## INSTRUCTION
Express the items below as a two-column CSV with the headers request and answer, one row per item. Each row holds the item's full text and its answer, each in one quoted field with line breaks turned into spaces.

(Data items)
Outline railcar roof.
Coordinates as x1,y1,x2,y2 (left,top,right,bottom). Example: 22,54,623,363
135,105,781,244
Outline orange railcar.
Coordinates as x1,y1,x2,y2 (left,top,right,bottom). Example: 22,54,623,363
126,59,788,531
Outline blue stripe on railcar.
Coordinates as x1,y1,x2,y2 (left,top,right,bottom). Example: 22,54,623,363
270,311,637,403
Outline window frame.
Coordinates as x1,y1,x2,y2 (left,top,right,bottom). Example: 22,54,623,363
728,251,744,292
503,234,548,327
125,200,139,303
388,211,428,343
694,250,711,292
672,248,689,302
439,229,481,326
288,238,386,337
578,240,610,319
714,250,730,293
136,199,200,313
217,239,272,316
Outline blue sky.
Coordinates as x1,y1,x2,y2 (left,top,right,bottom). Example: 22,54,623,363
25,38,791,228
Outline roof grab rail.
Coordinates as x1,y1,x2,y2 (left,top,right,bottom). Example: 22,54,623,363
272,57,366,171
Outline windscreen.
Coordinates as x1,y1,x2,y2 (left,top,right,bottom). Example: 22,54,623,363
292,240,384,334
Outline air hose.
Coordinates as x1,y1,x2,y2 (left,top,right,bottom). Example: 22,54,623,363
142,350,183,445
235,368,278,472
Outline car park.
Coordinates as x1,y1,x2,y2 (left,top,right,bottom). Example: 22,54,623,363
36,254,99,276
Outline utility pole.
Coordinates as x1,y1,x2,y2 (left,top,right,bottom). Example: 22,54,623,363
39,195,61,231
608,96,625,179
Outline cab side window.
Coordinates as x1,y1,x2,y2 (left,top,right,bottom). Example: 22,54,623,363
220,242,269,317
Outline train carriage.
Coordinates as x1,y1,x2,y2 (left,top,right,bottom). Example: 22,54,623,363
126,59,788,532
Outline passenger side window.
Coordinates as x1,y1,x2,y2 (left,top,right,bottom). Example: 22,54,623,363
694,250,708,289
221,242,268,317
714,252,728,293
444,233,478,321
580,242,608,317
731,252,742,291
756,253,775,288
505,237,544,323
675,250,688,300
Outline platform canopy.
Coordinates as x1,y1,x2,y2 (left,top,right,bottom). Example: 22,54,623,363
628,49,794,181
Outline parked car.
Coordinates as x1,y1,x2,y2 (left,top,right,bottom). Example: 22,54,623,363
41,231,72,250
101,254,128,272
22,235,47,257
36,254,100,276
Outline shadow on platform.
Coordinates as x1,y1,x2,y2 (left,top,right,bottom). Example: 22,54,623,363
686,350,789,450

## EXERCISE SOLUTION
request,answer
"Outline railcar roof. Coordinates as x1,y1,x2,y2 (left,top,right,bottom). Example: 22,54,623,363","135,105,781,244"
"Outline orange railcar. Coordinates as x1,y1,x2,y2 (left,top,right,bottom). Example: 22,54,623,363","126,59,788,531"
"Outline blue stripe on railcar. Coordinates as x1,y1,x2,y2 (left,top,right,bottom). Example: 22,54,623,363","270,311,637,403"
"Outline window frame. Coordinates as x1,y1,x2,y2 (left,top,right,bottom). Example: 22,54,623,363","728,251,744,292 503,234,548,327 125,200,139,303 388,211,428,343 694,250,711,292 672,248,689,302 439,229,481,326 288,238,386,337 578,240,610,319 714,250,730,293 136,199,200,313 217,239,272,316"
"Outline blue sky. Coordinates as x1,y1,x2,y2 (left,top,right,bottom). Example: 22,54,623,363","25,38,791,228"
"Outline roof grab rail. Coordinates as x1,y1,x2,y2 (left,top,right,bottom). Example: 22,54,623,363","272,57,366,171"
"Outline windscreen. Coordinates as x1,y1,x2,y2 (left,top,right,bottom). Example: 22,54,623,363","292,240,384,334"
"Outline air hose. Coordinates as x1,y1,x2,y2 (left,top,right,bottom). Example: 22,54,623,363","142,350,183,445 235,368,278,472"
"Outline car park. Coordinates as x1,y1,x2,y2 (left,top,right,bottom). Example: 22,54,623,363","36,254,99,276"
"Outline utility pole. Coordinates as x1,y1,x2,y2 (left,top,right,bottom). Example: 22,54,623,363","39,195,61,231 608,96,625,179"
"Outline cab side window. Coordinates as x1,y1,x2,y2 (left,top,right,bottom). Example: 22,54,623,363","220,242,269,317"
"Outline train carriage. Coordinates as x1,y1,x2,y2 (left,top,right,bottom). Example: 22,54,623,363","126,59,788,532"
"Outline passenger side window. Coordinates as x1,y1,x2,y2 (left,top,right,bottom). Example: 22,54,623,363","694,250,708,289 221,242,268,317 714,252,728,293 444,233,478,321 580,242,608,317 731,252,742,291 756,253,775,288 505,237,544,323 675,250,688,300"
"Outline platform canopy. Coordinates as x1,y1,x2,y2 (left,top,right,bottom). Example: 22,54,623,363","628,49,794,181"
"Outline parked car. Coordinates as x1,y1,x2,y2 (left,top,right,bottom). Example: 22,54,623,363","41,231,72,250 101,254,128,272 22,235,47,257 36,254,100,276"
"Outline shadow on platform. Coordinates as x1,y1,x2,y2 (left,top,right,bottom). Example: 22,54,623,363","686,350,789,450"